Retype the following lines exactly, keeping every word and character unchanged.

--- start of Listing ---

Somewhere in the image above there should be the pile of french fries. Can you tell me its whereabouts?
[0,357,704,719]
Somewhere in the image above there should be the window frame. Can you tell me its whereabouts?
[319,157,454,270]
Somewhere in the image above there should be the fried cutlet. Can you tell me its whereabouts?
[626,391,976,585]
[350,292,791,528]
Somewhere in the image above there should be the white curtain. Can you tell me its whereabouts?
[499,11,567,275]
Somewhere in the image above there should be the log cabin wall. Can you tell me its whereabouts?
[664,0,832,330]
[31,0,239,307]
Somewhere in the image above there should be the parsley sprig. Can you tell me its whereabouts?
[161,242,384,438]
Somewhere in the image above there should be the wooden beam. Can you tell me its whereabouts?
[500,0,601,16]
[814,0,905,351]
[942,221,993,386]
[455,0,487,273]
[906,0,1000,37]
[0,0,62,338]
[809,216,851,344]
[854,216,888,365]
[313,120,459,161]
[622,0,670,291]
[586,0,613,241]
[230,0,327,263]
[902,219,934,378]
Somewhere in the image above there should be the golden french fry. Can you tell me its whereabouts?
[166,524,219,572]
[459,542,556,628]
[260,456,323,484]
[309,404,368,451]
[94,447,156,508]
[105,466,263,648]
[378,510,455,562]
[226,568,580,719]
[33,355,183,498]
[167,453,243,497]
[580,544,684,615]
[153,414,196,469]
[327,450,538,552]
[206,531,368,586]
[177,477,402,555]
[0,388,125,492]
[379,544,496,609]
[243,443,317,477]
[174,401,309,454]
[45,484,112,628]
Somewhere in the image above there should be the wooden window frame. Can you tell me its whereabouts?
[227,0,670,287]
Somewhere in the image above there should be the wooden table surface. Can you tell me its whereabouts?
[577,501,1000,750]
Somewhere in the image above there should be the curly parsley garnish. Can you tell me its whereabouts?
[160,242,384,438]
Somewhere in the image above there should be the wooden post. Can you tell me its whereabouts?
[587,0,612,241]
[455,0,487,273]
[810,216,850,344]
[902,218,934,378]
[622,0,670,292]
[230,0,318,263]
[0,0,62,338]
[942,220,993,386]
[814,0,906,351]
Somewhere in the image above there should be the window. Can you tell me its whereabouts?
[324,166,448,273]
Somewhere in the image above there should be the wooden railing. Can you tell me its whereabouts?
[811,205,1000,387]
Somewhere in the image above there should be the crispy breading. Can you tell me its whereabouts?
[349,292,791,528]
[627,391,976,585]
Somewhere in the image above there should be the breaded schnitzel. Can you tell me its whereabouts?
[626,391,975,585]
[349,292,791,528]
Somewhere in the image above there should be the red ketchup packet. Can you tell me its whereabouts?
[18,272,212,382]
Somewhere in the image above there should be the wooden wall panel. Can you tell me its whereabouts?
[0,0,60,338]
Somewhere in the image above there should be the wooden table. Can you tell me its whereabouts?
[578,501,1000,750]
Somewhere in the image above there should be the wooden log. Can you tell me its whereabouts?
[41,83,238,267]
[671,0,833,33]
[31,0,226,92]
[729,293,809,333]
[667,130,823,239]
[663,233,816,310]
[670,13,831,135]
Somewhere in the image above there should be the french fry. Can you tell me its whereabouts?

--- end of Listing ---

#### [Output below]
Somewhere in the image above there should be the pile of french fries. Can you tell me its whereabouts?
[0,357,704,719]
Somewhere in the image above there should be the window frame. Can you tell me its whereabouts?
[319,157,454,270]
Somewhere in the image above there should be the fried cutlet. Can you tell me its whereabouts?
[626,391,976,585]
[350,292,791,528]
Somewhere in the image above there should be the white curtain. Can you tell me its whereabouts?
[499,11,567,275]
Somewhere in the image above there should be the log cabin wall. Can you tell me its whereabouts?
[664,0,832,330]
[31,0,239,307]
Somewhere in the image above there should be the parsley sprig. Can you tell me its whereabouts?
[161,242,384,438]
Somewhere in the image above there should be the wooden beam. Can you tell me its whereabouts?
[500,0,601,16]
[814,0,905,351]
[942,221,993,386]
[455,0,487,273]
[906,0,1000,37]
[0,0,62,338]
[809,216,851,344]
[854,216,888,365]
[313,120,459,161]
[622,0,670,291]
[586,0,613,241]
[230,0,327,263]
[902,219,934,378]
Somewhere in the image above there should be the golden french fry. Can you tell me its whereabouts?
[166,524,219,572]
[459,542,556,628]
[260,456,323,484]
[309,404,368,451]
[94,447,156,508]
[105,466,263,648]
[378,510,455,562]
[226,568,580,719]
[33,355,183,498]
[167,453,243,497]
[580,544,684,615]
[153,414,196,469]
[327,450,538,552]
[206,531,368,586]
[177,477,402,555]
[0,388,125,492]
[379,544,496,609]
[243,443,317,477]
[174,401,309,454]
[45,484,112,628]
Somewhere in the image above there should be the wooden window frame. Can you tell me its whereabouts?
[227,0,670,287]
Somewhere in the image above there should be the wooden table surface. Can you tell me its whereabouts?
[577,501,1000,750]
Somewhere in the image above there should be the curly parsley garnish. Can you tell me its whereabouts?
[160,242,384,438]
Somewhere in the image above there should be the wooden post. Can you tell me its whereabouts?
[587,0,612,241]
[455,0,487,273]
[810,216,850,344]
[902,218,934,378]
[622,0,670,292]
[230,0,318,263]
[0,0,62,338]
[942,220,993,386]
[814,0,906,351]
Somewhere in the image above there should be the window. Can you tell me its whereabouts?
[324,166,448,273]
Somewhere in the image above there should be the wooden railing. Can you tell me its whereabouts?
[811,205,1000,387]
Somewhere in the image above there should be the crispy breading. Can you tell me its whereabouts?
[349,292,791,528]
[627,391,976,585]
Somewhere in the image above there should be the breaded schnitzel. Can you tell me its whereabouts?
[626,391,975,585]
[349,292,791,528]
Somewhere in the image above there should be the red ketchup packet. Can you tell me its whereabouts?
[18,272,212,382]
Somewhere in the image above there should be the wooden wall panel. Can you tell me its whereabouts?
[0,0,60,338]
Somewhere in the image above there should be the wooden table. Can you tell me its whereabouts?
[578,501,1000,750]
Somewhere in the image above there should be the wooden log. Can you tell me its whereabouts?
[41,83,238,267]
[671,0,833,33]
[31,0,226,92]
[729,293,809,333]
[667,130,823,239]
[663,233,816,310]
[670,13,831,135]
Somewhere in the image above there should be the french fry. Can you tell me its whereabouts?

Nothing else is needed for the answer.